Segment Start: Data shown

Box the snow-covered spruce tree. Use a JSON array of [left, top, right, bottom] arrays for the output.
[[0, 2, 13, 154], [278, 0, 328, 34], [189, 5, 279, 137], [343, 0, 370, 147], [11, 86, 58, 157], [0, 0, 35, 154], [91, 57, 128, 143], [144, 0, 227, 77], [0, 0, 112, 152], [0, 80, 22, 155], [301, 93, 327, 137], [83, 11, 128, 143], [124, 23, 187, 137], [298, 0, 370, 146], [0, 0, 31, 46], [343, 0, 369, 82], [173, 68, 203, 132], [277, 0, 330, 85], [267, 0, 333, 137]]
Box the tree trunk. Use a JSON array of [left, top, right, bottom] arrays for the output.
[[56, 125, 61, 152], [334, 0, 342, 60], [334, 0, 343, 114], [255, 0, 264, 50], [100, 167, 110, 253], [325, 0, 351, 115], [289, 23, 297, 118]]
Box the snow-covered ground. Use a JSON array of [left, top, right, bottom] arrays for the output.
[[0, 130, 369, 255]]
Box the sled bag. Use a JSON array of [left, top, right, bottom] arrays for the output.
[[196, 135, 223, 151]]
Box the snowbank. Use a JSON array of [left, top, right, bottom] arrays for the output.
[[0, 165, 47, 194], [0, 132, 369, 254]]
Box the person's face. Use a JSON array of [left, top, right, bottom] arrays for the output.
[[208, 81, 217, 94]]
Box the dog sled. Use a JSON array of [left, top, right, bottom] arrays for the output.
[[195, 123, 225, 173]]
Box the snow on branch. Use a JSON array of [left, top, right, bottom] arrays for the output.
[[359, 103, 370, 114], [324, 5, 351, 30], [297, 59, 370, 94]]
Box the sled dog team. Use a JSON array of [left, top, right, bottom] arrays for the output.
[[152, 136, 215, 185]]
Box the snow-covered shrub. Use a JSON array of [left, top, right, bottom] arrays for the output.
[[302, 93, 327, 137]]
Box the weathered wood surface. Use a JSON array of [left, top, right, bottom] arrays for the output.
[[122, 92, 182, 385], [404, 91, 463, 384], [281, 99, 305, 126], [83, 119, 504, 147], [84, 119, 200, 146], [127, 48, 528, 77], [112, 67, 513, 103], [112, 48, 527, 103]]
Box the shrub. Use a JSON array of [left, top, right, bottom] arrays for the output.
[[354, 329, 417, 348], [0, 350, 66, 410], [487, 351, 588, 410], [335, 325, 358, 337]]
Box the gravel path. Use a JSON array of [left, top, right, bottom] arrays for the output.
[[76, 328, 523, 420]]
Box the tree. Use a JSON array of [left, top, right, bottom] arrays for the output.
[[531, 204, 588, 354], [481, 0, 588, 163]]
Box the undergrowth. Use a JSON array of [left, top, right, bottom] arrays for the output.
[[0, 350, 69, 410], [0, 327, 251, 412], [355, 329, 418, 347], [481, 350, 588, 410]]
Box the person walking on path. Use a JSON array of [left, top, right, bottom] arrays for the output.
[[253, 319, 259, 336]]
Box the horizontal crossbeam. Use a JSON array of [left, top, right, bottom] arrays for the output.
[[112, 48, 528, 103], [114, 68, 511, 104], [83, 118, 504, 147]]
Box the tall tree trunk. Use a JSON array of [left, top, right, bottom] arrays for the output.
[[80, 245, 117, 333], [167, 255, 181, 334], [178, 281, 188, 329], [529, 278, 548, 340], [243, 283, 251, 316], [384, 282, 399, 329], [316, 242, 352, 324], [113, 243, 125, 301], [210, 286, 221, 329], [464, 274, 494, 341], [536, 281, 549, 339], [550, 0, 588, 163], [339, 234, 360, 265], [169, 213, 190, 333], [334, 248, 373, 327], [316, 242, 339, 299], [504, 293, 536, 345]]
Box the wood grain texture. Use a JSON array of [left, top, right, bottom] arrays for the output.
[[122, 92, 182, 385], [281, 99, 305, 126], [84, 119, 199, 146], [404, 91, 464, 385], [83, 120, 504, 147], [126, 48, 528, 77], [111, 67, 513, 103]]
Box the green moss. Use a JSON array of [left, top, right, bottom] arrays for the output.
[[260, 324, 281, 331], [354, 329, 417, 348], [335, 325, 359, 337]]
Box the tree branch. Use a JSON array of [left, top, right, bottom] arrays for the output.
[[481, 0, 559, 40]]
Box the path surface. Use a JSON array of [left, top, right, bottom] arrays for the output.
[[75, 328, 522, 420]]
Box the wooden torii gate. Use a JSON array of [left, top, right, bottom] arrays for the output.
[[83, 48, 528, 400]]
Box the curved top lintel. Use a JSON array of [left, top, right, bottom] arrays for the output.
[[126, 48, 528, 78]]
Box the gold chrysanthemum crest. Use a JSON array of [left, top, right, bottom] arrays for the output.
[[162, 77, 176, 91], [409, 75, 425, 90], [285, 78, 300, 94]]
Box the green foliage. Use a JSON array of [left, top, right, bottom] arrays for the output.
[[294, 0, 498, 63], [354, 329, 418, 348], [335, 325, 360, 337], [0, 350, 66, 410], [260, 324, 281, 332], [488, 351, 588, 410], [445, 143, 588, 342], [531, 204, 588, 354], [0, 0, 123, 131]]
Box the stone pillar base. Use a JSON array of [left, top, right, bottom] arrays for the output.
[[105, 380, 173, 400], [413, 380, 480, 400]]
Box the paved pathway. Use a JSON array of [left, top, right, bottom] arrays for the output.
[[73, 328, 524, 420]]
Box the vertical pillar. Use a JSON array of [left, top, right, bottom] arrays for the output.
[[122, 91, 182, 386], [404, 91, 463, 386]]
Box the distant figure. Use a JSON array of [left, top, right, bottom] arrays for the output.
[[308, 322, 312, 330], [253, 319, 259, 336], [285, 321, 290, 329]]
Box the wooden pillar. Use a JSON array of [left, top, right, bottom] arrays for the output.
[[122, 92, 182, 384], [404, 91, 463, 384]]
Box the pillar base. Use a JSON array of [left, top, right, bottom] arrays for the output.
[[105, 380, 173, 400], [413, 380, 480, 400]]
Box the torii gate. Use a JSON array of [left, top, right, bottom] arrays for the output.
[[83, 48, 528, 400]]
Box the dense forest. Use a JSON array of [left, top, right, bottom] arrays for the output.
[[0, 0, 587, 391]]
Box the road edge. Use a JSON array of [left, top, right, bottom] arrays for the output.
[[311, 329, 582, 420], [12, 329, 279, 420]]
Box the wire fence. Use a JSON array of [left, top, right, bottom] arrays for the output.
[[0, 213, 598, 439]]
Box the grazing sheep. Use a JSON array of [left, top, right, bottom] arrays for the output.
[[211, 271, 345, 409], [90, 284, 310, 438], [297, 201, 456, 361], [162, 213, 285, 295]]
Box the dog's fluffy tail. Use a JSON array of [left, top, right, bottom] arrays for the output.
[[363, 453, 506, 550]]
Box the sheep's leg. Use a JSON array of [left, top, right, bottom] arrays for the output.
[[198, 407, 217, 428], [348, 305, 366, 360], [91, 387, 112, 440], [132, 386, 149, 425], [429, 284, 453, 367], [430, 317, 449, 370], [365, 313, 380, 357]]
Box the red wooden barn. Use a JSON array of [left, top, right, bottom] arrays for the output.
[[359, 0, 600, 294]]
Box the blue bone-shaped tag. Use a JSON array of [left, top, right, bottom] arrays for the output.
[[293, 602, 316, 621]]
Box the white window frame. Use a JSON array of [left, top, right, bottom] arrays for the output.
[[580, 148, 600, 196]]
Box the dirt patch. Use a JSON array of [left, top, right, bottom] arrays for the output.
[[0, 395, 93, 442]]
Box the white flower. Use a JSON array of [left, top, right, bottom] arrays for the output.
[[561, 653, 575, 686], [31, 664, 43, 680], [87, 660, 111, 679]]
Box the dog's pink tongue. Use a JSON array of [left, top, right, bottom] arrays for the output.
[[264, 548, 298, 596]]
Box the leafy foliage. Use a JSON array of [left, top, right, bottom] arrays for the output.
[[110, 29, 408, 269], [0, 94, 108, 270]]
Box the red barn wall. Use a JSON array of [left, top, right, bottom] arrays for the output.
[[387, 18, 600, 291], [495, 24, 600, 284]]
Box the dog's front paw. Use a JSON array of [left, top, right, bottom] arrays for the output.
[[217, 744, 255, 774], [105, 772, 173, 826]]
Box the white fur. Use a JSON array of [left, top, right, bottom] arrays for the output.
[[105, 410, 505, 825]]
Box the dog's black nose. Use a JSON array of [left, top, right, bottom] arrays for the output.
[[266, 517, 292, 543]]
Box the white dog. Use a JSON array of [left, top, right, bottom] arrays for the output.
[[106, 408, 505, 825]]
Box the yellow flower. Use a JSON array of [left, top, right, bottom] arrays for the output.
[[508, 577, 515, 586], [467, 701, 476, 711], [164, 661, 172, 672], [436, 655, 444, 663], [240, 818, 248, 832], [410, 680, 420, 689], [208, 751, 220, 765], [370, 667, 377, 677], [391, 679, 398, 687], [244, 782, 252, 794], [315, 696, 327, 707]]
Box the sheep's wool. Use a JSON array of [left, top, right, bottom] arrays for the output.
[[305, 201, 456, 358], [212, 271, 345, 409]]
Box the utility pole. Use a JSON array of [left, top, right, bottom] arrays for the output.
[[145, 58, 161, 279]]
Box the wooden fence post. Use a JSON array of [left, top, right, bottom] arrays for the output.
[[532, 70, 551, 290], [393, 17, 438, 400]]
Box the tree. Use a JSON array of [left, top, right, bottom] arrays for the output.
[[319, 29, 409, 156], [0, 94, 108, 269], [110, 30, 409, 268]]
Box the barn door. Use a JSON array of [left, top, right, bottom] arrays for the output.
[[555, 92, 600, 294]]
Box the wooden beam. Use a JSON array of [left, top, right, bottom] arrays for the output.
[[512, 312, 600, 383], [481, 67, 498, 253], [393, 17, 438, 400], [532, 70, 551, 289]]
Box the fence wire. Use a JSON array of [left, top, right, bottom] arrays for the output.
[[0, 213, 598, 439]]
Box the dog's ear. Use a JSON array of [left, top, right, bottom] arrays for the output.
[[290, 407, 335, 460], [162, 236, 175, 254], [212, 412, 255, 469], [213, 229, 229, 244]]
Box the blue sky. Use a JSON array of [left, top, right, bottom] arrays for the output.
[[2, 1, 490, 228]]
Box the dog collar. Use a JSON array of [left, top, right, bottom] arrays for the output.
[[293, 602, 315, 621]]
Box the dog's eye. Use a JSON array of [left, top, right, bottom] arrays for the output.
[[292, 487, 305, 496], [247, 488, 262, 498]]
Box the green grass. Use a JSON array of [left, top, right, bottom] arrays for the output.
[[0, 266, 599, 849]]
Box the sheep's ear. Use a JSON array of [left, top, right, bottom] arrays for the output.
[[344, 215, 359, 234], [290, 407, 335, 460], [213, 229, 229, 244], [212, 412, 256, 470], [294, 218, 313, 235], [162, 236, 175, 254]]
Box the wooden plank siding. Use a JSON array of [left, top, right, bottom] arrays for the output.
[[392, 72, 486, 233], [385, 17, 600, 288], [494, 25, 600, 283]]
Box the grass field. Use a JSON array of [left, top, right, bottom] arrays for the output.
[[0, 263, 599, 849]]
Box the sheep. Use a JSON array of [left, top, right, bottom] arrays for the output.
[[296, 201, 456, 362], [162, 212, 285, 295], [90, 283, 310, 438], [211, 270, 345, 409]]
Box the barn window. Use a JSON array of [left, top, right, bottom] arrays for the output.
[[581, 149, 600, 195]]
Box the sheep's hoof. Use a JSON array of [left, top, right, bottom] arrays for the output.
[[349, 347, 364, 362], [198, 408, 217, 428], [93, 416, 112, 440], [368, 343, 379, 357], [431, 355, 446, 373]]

Segment End: Data shown

### Task to complete
Every line from the one containing "Box the sheep's hoof." to the end of the entries must be set down exactly, with none omitted and none added.

### Task output
Box the sheep's hoof. Use a JSON array of [left, top, right, bottom] arrays for the output.
[[349, 347, 364, 362], [198, 408, 217, 428], [93, 416, 112, 440], [368, 343, 379, 357], [431, 355, 446, 373]]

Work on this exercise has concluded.